Records from a point-labeling set:
* * * * * * *
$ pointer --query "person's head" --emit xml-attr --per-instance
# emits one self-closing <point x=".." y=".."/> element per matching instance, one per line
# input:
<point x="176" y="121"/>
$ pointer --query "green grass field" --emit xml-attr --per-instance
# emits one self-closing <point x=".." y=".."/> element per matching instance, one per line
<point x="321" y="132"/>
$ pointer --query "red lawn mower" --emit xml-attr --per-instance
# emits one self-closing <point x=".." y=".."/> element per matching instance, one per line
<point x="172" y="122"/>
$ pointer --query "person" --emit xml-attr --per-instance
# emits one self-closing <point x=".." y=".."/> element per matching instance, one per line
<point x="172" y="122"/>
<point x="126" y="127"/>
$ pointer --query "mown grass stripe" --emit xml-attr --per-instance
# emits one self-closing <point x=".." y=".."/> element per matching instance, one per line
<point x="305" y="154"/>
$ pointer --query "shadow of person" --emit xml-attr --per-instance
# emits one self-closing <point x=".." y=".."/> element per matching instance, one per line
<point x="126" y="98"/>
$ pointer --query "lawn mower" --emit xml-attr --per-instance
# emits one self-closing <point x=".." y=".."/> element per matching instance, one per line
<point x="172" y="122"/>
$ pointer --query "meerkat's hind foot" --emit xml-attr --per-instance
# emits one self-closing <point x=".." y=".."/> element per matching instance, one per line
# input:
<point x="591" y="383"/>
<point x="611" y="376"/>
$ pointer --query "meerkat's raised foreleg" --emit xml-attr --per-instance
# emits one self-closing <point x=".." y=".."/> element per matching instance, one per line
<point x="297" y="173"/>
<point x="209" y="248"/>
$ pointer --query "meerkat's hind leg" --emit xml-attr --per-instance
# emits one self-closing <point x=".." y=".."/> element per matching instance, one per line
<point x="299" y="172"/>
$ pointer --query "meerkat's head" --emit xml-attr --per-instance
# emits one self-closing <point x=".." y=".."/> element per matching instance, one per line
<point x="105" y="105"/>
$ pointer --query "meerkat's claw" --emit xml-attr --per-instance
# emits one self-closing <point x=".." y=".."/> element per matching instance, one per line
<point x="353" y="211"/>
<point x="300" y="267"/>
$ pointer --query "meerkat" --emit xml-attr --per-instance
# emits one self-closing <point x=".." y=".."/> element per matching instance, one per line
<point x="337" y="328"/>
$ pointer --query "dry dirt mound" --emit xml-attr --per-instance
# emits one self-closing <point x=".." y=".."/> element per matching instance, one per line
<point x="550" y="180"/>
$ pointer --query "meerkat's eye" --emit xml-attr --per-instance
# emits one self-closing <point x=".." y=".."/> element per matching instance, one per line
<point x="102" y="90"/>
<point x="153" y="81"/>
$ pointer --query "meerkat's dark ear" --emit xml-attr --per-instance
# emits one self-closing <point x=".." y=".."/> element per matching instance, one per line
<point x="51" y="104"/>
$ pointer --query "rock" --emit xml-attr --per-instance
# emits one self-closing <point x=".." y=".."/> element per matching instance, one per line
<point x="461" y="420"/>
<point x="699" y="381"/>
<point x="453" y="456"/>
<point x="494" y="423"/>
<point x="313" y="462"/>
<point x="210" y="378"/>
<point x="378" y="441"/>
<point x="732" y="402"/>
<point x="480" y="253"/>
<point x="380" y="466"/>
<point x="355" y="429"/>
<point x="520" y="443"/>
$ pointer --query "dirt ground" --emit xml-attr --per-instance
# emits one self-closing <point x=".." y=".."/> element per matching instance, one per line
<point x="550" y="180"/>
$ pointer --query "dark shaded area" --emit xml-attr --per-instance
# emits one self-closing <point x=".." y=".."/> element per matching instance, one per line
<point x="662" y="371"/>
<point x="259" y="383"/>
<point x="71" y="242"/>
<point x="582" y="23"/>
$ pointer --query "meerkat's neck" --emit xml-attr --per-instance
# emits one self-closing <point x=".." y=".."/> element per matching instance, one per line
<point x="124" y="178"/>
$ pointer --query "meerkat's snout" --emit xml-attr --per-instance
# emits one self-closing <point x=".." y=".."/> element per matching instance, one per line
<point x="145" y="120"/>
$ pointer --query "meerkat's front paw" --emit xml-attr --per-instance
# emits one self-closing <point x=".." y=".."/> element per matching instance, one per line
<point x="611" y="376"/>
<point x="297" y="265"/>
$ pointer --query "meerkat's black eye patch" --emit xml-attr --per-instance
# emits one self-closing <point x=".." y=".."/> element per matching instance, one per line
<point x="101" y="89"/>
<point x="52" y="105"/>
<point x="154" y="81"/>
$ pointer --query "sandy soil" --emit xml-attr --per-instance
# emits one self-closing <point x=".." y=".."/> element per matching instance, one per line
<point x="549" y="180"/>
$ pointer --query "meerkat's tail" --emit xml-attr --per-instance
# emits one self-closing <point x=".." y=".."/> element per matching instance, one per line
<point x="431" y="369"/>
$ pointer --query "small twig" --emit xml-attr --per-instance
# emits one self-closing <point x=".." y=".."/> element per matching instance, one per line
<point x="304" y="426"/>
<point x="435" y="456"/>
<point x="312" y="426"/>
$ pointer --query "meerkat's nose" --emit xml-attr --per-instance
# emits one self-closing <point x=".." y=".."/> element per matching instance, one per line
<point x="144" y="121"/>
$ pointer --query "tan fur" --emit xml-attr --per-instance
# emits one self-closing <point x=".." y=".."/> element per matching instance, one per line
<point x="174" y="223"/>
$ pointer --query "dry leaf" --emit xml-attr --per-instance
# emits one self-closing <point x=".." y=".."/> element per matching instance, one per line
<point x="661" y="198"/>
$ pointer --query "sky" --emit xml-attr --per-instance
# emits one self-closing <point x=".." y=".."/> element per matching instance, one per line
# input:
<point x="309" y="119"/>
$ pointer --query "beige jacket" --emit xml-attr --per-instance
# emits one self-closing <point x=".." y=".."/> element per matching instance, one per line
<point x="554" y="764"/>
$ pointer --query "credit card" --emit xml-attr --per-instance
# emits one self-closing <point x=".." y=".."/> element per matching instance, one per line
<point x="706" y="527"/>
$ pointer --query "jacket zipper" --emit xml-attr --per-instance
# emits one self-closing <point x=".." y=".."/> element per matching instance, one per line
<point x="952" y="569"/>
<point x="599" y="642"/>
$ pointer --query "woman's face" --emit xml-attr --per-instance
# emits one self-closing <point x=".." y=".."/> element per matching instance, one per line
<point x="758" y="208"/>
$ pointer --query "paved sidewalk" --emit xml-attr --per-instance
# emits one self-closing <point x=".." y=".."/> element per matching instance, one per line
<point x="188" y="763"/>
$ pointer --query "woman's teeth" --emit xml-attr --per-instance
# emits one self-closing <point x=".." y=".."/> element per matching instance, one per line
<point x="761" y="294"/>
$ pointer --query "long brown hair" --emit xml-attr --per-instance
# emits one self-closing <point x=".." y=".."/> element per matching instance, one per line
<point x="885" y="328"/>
* * * * * * *
Report each line of the records above that contains the word "hind", matching case exactly.

■ **Exercise solution**
$ pointer --query "meerkat's hind foot" --emit xml-attr --per-instance
$ pointer --query "meerkat's hind leg" --emit xml-attr --per-instance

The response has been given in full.